=== Task to complete ===
Taking the line with "drop a point: the cheek" as the first and the line with "drop a point: the blurred ceiling" as the last, set down exactly every line in that range from the entries below, and no more.

[[ Material for this task, beginning ]]

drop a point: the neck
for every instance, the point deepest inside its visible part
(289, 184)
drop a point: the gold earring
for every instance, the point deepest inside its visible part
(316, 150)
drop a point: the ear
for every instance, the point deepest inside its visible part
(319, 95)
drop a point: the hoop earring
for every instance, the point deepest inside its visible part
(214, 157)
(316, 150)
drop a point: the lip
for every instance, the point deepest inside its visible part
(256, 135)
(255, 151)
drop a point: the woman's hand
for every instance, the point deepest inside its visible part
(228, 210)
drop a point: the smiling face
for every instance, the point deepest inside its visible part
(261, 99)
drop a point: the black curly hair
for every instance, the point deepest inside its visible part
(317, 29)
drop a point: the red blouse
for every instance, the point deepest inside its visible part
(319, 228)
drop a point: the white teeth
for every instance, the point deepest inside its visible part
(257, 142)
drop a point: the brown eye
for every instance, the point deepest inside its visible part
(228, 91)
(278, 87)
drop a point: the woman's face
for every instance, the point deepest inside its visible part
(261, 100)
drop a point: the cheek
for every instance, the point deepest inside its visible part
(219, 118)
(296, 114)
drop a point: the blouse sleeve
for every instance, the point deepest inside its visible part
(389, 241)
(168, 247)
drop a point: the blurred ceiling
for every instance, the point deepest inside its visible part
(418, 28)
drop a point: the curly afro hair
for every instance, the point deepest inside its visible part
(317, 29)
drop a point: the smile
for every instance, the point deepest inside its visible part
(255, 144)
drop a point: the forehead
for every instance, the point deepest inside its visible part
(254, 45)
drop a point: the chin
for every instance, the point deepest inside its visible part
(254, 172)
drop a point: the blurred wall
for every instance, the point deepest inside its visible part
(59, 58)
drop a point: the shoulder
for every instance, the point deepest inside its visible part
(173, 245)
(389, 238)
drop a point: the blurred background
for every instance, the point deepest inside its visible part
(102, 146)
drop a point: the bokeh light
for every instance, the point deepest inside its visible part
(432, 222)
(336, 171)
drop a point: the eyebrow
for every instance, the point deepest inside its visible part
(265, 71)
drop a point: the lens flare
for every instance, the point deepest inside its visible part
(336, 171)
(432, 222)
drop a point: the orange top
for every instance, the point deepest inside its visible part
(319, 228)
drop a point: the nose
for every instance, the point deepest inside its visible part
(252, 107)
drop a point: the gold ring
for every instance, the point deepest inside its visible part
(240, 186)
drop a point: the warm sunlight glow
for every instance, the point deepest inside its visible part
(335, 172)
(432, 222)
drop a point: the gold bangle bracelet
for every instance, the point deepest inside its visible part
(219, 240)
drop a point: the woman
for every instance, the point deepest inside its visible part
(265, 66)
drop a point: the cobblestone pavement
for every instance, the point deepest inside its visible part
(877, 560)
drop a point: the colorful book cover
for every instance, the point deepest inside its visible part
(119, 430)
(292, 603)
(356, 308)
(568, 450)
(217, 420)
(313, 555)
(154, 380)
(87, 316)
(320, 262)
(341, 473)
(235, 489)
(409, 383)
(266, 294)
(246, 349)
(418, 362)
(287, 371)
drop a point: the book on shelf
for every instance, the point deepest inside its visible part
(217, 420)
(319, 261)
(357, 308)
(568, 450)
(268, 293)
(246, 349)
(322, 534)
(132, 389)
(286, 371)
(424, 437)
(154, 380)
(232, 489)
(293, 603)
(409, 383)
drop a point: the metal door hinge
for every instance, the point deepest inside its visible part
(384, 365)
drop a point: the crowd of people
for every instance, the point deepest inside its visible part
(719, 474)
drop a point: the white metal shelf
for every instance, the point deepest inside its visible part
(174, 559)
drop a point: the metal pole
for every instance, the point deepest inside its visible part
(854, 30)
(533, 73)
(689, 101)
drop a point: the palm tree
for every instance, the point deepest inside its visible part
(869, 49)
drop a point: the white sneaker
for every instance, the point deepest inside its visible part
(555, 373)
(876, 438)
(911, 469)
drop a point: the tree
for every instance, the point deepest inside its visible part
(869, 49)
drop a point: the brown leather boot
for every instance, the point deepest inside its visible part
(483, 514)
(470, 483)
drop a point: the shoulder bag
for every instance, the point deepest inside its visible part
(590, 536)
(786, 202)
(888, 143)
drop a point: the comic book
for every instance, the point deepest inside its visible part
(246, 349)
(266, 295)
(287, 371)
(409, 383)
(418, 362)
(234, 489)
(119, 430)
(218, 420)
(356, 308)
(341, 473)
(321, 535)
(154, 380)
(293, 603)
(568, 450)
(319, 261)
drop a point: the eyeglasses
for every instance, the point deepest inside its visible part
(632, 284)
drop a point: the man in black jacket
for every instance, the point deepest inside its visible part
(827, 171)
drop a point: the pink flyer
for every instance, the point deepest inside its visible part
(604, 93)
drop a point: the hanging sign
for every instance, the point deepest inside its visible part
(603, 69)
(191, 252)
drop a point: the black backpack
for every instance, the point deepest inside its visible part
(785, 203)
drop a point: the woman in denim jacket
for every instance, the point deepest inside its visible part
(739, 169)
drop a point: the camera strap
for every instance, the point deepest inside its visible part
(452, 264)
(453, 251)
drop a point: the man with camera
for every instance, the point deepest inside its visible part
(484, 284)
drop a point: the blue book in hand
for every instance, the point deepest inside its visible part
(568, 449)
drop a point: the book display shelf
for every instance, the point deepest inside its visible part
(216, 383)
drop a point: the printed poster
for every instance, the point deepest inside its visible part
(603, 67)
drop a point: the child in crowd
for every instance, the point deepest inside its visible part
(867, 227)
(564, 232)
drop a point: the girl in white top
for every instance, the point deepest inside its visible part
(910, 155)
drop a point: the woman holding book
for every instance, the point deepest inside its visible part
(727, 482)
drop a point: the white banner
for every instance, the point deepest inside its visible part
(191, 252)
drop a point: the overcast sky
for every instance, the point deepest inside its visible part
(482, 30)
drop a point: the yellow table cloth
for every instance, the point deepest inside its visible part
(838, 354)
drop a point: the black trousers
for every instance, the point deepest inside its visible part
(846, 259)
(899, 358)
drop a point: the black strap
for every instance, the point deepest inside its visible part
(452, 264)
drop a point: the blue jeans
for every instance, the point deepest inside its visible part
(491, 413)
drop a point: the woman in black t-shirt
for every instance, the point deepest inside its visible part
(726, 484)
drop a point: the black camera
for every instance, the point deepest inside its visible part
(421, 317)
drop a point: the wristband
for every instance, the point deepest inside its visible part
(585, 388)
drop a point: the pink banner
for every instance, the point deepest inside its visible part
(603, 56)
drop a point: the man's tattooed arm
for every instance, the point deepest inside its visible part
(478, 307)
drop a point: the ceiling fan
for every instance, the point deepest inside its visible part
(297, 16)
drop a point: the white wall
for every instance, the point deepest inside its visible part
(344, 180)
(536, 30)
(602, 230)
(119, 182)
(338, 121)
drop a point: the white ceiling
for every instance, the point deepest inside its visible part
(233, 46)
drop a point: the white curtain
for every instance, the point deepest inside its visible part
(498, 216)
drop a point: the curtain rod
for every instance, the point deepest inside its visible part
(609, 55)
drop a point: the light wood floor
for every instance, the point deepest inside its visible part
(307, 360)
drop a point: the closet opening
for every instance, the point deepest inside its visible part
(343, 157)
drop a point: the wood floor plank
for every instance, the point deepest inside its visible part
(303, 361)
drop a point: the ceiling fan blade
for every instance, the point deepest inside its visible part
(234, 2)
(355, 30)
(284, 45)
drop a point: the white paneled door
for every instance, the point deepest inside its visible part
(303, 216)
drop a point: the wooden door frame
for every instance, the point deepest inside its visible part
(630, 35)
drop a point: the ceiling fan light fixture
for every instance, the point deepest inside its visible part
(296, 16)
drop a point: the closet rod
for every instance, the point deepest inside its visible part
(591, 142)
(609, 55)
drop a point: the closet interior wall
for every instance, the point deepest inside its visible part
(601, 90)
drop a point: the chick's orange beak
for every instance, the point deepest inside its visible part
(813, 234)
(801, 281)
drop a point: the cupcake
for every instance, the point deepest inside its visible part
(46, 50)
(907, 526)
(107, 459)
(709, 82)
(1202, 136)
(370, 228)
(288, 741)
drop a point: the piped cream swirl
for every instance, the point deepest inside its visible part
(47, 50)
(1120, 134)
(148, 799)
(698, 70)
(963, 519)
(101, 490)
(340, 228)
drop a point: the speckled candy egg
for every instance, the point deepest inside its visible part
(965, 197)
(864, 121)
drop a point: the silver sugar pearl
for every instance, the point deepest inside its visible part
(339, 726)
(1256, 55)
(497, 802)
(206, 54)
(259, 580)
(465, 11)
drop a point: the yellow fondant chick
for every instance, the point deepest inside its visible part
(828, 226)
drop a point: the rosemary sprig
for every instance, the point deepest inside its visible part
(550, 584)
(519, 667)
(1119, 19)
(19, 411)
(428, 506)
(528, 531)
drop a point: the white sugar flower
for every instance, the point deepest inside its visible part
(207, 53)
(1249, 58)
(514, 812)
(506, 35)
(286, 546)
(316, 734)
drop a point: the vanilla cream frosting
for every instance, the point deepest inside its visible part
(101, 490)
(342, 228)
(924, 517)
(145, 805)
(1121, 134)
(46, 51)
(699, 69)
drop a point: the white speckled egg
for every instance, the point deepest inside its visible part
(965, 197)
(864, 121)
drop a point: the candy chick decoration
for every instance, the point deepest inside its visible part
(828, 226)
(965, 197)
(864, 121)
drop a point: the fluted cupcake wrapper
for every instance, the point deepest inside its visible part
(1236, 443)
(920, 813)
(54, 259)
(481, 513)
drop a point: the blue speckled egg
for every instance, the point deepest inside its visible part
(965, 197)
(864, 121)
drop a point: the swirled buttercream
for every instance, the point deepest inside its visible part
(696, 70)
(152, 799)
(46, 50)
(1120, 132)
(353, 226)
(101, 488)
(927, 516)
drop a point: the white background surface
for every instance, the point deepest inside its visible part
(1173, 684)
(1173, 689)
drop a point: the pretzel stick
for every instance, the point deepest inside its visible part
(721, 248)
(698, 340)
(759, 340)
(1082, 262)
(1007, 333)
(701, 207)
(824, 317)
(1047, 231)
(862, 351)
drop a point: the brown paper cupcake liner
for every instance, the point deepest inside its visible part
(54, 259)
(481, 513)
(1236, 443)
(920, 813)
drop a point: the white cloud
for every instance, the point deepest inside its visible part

[[ Material for this task, end ]]

=== Completed exercise ===
drop a point: the cheek
for every instance, the point deepest inside its visible part
(219, 118)
(296, 114)
drop a point: the blouse sleeve
for every instance, the point deepest inside its visible part
(389, 241)
(168, 247)
drop a point: the blurred ceiling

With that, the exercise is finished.